Task instructions —
Copy every entry precisely.

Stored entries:
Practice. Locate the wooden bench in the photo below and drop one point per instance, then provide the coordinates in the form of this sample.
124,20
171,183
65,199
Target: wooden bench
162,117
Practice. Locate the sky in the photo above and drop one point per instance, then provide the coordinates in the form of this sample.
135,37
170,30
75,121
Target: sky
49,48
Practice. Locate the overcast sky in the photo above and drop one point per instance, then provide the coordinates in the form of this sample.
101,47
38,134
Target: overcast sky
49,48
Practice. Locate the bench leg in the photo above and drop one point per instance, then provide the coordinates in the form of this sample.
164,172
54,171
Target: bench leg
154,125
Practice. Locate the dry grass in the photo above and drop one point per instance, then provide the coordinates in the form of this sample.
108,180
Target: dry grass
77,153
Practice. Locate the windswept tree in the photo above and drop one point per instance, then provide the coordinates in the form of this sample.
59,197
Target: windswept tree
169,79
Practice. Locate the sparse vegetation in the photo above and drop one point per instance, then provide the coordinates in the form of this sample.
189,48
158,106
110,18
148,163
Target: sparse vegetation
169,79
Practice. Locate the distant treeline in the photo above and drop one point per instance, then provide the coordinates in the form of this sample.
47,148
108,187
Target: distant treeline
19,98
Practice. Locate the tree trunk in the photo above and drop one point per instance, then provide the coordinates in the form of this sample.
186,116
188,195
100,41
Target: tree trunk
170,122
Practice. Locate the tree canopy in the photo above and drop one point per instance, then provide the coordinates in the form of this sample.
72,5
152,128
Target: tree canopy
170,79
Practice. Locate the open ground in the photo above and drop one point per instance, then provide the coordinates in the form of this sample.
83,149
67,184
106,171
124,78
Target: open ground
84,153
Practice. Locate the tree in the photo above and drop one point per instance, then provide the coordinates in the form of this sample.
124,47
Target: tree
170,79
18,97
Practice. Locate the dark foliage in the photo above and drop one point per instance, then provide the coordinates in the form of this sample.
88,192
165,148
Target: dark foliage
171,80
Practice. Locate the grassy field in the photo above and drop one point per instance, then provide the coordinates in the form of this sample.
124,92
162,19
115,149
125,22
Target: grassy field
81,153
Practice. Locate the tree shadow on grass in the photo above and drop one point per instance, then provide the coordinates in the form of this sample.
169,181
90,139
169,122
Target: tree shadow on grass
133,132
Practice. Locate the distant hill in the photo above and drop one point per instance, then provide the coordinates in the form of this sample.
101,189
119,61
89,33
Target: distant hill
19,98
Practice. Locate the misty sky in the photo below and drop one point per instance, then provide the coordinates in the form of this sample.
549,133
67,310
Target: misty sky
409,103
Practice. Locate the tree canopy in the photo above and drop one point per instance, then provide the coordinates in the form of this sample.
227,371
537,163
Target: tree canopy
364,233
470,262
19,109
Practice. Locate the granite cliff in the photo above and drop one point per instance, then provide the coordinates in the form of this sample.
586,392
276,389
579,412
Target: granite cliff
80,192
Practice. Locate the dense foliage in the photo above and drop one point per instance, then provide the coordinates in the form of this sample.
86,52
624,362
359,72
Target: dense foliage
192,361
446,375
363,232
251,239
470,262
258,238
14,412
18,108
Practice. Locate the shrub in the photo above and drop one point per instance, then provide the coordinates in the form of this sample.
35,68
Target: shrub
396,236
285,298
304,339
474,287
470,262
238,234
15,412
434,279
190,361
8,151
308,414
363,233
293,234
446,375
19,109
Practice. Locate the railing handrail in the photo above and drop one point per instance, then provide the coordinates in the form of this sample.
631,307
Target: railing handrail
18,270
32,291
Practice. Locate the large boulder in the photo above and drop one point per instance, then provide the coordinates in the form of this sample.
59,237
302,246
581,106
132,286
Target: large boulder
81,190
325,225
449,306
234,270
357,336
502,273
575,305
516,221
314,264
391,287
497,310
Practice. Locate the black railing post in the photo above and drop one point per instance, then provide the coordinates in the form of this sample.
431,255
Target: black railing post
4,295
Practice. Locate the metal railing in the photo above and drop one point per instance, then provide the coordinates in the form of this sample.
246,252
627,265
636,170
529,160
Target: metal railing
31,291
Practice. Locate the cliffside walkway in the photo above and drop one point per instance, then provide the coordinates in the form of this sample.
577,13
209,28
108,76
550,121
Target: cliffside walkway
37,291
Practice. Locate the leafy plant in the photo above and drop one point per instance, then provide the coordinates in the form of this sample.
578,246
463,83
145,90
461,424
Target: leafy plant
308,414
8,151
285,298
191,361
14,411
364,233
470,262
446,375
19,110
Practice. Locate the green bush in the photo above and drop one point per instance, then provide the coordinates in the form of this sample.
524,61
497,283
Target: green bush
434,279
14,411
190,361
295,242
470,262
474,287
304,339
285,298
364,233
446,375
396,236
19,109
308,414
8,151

Response to the task —
Practice. Locate the wooden bench in the photo below and drop one point per instance, then provide the coordinates in the form of this sample.
124,20
171,183
65,199
Target: wooden bench
162,117
Practice. Locate the sky in the photo above and drop one point per instance, then provide the coordinates in the form of this sample.
135,37
170,30
75,121
Target: sky
49,48
Practice. Locate the overcast sky in the photo above and drop one point per instance, then provide the coordinates in the form of this sample.
101,47
38,134
Target: overcast sky
49,48
Practice. Locate the bench leg in the photo above and drop one point per instance, then provide the coordinates in the form of this sample.
164,172
54,171
Target: bench leg
154,125
Practice. Locate the dry grass in the photo above and drop one point per instance, then provide the coordinates in the form of this sample.
108,180
Target: dry grass
77,153
Practice. Locate the windswept tree in the photo above and drop one point per instance, then provide the coordinates in the form of this sample.
59,197
Target: windswept tree
169,79
Practice. Locate the sparse vegetation in the photo above and drop one point per instance, then provide the coordinates in the form of this sample.
189,48
158,106
110,18
148,163
Target: sparse vegetation
169,79
Practice. Locate the distant treeline in the photo above and drop one point per instance, then provide the coordinates in the form of this sample.
47,148
108,187
Target: distant treeline
19,98
Practice. Locate the tree trunk in the photo above and drop one point per instance, then provide the coordinates in the form of this sample.
186,116
188,195
100,41
Target: tree trunk
170,122
Practice. Locate the tree canopy in the photo above and drop one point per instance, then provide the coordinates in the form of this sample.
72,5
152,128
Target: tree canopy
170,79
Practice. Locate the open ground in the photo above and drop one point per instance, then provide the coordinates in the form of this sample.
83,149
67,184
106,171
124,78
Target: open ground
84,153
Practice. Locate the tree in the photo above and drop one point per instance, then provide the coordinates in the form of this sample.
124,47
Target: tree
170,79
18,97
Practice. Locate the dark foliage in the photo above and drop one point per instance, then provide the coordinates in the form of this sample.
88,192
165,148
Target: dark foliage
171,80
Practice. Locate the grassy field in the photo above and drop one point per instance, then provide the coordinates in the form of this sample.
124,92
162,19
115,149
125,22
Target: grassy field
81,153
Practice. Locate the tree shadow on grass in the photo above and drop one point per instance, then provide the coordinates in the form of this sample.
169,181
90,139
169,122
Target: tree shadow on grass
133,132
Practice. Locate the distant hill in the photo above and drop one point per instance, then provide the coordinates in the form of this sample.
101,189
119,61
89,33
Target: distant hill
19,98
Practice. Locate the misty sky in the photo below and drop one point per instance, then provide the coordinates in the form of this sample.
549,133
67,310
Target: misty sky
409,103
Practice. Locate the tree canopy in the photo above and drop one point per instance, then provide the coordinates in the form of this sample.
227,371
537,163
Target: tree canopy
364,233
470,262
19,109
Practice. Locate the granite cliff in the photo above and drop one point per instance, then provide the coordinates in the form of this sample.
586,392
276,389
579,412
Target: granite cliff
80,192
Practice. Locate the dense foliage in the photo above and drop one point per instance, then provide the coordinates in the form of this sample.
86,52
624,362
359,72
Target: dense foliage
192,361
446,375
363,232
251,239
470,262
258,238
14,412
18,108
Practice. Locate the shrub in the photo above and drop one point per instance, then provide the coordinates in the form of this sample.
35,68
Target: shrub
396,236
285,298
304,339
474,287
470,262
238,234
15,412
434,279
190,361
8,151
308,414
363,233
293,234
446,375
19,109
Practice. Locate the railing handrail in the photo above and drop one point per instance, then provide the coordinates in the form of this sample.
631,307
Target: railing handrail
18,270
32,291
Practice. Locate the large boulder in the photo above and drop one point per instance, then provide the coordinates in the form of this sample.
59,237
302,246
581,106
132,286
Target: large boulder
81,190
325,225
449,306
234,270
357,336
502,273
575,305
516,221
314,264
391,287
497,310
Practice. Locate the black railing post in the photo above and drop one point per instance, then provide the coordinates in the form of this sample.
431,255
Target: black railing post
4,295
Practice. Locate the metal railing in the photo above and drop one point per instance, then provide the coordinates in the form of this sample.
246,252
627,265
636,170
529,160
Target: metal railing
31,291
Practice. Locate the cliffside walkway in the photo above and drop one point per instance, then provide the coordinates in the form of this sample.
577,13
209,28
108,76
550,121
Target: cliffside walkway
37,291
Practice. Locate the leafy plant in the photo above and drop one point per instance, then provide the coordinates in the form of this sample.
578,246
463,83
145,90
461,424
Target: leafy plant
308,414
8,151
285,298
191,361
14,411
364,233
470,262
446,375
19,110
Practice. Locate the green bush in the photo above and drop one point per instance, then provide the coordinates in the form of this sample.
524,61
497,283
Target: green bush
434,279
14,411
190,361
295,242
470,262
474,287
304,339
285,298
364,233
446,375
396,236
19,109
308,414
8,151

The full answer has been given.